* [REQUIRED TASKS]:
1. In the piece on Canada and Asian LNG markets, what share of total world greenhouse gas emissions comes from Canada?
2. Tally the lines in the entries that contain the string "cluster", with case counting, and give only the number.

* [PASSAGE SHOWN]:
Canada Must Seize LNG Opportunities In Asian Market

December 11, 2020

BRITISH COLUMBIA – There’s a dearth of sensible analysis when it comes to reasonable ways to decrease carbon emissions.

Some point fingers at Canada’s oil sands, or oil and gas more generally. They imagine if that industry disappeared, somehow carbon emissions would magically evaporate as well.

The reality is that Canada’s greenhouse gas emissions are 1.6 per cent of the total world emissions (with the oil and gas sector’s emissions at 0.3 per cent and the oil sands at 0.1 per cent included in that 1.6 per cent).

Moreover, Canada’s greenhouse gas emissions intensity has fallen by 30 per cent since 2000. Between 2000 and 2018, greenhouse gas (GHG) emissions intensity in Canada fell from 0.5 megatonnes of carbon dioxide equivalent per $1 billion of gross domestic product to 0.35 megatonnes per $1 billion of GDP.

Mark Milke

Also, oil sands emissions intensity has been falling. Between 2011 and 2018, oil sands emissions intensity fell from 0.086 tonnes of carbon dioxide equivalent per barrel to 0.067 tonnes, a decline of about 22 per cent.

* [DATASET RECORDS]:
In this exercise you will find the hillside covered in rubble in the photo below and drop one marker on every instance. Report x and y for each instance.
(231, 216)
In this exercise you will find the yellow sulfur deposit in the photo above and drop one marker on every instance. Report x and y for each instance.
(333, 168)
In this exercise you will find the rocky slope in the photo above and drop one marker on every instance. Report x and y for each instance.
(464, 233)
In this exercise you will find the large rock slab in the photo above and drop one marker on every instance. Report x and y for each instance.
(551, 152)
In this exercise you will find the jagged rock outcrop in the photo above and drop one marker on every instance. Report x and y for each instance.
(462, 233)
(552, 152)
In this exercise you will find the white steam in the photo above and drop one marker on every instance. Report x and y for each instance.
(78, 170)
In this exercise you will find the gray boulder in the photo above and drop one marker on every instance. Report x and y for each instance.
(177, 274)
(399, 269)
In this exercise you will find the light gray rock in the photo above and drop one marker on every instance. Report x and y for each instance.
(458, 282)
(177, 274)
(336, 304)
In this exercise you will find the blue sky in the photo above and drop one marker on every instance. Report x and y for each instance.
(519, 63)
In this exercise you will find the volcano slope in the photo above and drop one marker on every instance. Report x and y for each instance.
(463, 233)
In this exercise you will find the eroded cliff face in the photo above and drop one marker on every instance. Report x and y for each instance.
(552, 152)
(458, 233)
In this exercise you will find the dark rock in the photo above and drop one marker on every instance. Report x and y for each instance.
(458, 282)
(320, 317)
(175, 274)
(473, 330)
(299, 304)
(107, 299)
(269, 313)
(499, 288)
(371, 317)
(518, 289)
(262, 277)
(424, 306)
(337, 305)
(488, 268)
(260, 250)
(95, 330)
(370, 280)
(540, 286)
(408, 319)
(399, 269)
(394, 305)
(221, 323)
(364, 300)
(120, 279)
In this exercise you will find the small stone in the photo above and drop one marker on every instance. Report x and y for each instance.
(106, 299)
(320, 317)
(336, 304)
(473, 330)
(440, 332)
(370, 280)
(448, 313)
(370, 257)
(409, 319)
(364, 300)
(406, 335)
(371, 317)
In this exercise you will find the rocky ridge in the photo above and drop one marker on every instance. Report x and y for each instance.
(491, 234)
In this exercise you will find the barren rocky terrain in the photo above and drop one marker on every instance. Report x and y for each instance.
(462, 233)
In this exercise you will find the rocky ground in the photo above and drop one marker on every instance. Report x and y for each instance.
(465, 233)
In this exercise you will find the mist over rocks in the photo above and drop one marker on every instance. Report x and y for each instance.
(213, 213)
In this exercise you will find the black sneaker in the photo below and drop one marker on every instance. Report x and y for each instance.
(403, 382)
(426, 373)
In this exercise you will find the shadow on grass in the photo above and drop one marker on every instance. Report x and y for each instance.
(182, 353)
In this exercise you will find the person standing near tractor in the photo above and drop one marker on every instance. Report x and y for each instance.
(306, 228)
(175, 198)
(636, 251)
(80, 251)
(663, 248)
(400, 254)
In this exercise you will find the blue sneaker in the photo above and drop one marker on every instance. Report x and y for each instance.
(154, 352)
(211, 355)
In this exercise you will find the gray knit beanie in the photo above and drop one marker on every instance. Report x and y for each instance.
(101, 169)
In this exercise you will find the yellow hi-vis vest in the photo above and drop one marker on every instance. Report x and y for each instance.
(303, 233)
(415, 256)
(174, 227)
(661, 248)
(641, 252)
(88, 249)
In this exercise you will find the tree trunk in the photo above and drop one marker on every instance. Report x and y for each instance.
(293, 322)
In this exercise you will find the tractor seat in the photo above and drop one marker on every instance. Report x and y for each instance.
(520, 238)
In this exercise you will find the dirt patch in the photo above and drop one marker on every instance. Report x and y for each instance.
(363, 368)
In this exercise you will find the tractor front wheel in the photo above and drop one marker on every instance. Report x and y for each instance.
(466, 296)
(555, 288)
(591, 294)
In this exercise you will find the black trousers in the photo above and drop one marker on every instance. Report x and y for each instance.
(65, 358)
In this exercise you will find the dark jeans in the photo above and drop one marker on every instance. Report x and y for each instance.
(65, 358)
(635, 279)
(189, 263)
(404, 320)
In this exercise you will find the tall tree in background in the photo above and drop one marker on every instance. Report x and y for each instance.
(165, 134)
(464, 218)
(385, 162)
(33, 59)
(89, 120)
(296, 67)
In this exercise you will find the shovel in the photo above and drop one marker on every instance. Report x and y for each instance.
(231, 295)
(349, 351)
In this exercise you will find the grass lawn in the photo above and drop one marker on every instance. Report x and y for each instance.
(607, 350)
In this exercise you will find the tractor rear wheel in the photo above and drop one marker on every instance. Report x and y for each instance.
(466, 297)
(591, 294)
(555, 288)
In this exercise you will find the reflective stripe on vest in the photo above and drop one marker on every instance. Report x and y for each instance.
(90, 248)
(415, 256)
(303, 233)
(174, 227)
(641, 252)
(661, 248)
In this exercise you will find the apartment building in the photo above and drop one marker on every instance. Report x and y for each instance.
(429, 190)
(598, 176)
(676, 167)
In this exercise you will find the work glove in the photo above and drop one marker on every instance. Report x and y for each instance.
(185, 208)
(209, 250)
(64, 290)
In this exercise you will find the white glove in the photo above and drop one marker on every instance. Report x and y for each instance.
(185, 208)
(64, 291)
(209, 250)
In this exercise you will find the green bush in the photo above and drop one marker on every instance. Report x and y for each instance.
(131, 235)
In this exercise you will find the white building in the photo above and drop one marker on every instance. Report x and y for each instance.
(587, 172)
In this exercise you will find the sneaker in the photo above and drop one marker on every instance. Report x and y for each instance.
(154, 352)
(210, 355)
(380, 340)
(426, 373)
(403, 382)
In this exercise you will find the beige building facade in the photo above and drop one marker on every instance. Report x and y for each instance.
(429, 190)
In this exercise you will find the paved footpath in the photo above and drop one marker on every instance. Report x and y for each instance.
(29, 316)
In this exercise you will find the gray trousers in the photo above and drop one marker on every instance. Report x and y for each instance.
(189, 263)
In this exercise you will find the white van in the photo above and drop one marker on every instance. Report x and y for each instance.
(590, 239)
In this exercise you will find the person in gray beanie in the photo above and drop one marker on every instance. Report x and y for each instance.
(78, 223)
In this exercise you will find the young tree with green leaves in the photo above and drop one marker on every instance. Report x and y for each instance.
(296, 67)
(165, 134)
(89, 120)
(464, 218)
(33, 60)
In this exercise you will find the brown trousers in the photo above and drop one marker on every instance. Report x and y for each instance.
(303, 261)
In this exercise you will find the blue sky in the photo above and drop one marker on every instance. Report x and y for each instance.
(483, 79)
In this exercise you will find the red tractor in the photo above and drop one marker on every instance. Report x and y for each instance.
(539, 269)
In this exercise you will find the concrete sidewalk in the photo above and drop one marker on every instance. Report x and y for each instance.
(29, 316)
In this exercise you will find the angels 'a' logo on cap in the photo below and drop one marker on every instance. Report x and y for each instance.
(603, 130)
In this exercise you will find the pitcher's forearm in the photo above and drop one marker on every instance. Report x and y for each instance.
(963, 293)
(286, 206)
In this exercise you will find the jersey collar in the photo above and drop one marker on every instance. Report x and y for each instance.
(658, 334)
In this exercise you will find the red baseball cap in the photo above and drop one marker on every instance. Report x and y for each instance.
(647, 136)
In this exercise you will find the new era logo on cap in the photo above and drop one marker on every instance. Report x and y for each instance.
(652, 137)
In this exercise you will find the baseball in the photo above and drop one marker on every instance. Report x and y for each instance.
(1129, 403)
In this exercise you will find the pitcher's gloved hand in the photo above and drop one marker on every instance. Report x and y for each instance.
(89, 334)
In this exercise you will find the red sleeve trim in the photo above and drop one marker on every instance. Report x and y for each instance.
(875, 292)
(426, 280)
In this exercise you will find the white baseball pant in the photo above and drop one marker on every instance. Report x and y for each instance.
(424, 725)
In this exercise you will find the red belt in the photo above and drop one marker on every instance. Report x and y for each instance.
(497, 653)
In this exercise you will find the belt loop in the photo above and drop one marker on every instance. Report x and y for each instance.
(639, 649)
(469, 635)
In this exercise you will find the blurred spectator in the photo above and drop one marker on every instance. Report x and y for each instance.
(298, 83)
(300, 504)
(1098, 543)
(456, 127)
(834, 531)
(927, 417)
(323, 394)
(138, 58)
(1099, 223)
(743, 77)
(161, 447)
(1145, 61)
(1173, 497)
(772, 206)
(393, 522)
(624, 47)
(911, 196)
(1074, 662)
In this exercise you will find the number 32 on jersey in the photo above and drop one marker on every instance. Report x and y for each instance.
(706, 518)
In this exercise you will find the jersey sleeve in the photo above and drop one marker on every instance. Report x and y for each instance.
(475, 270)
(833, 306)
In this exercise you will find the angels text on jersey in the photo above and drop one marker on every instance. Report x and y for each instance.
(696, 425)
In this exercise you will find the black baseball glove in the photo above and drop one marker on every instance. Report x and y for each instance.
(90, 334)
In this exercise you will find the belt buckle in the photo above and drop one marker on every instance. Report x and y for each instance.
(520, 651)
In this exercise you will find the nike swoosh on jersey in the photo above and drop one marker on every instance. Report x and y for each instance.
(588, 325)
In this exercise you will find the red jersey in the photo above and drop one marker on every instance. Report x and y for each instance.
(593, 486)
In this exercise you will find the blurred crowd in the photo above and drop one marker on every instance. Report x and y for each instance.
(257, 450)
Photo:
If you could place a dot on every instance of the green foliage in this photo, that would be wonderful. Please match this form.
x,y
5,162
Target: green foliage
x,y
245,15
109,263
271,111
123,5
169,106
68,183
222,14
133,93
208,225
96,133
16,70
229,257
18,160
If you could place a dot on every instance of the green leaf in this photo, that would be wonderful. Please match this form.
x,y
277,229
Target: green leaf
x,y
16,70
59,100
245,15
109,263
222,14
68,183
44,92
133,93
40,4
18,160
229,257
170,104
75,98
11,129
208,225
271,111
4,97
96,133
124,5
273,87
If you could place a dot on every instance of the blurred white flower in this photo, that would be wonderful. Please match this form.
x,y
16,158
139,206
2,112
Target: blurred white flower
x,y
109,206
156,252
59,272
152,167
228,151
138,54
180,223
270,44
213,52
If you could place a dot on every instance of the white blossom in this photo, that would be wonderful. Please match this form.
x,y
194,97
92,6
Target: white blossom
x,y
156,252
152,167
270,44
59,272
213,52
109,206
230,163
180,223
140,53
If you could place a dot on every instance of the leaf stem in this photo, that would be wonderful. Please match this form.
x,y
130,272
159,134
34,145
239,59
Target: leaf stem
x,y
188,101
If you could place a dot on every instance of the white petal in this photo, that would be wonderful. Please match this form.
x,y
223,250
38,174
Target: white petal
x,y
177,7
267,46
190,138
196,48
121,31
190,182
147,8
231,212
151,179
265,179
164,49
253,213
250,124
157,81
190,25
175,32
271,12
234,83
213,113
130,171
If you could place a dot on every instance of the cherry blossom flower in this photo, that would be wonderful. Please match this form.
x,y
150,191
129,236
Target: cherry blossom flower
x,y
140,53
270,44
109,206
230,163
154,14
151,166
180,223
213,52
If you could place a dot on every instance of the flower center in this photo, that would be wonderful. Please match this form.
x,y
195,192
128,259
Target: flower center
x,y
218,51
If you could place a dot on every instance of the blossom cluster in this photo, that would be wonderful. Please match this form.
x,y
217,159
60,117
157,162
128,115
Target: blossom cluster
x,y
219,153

* [RESULTS FOR THE EXERCISE]:
1. 1.6 percent.

2. 2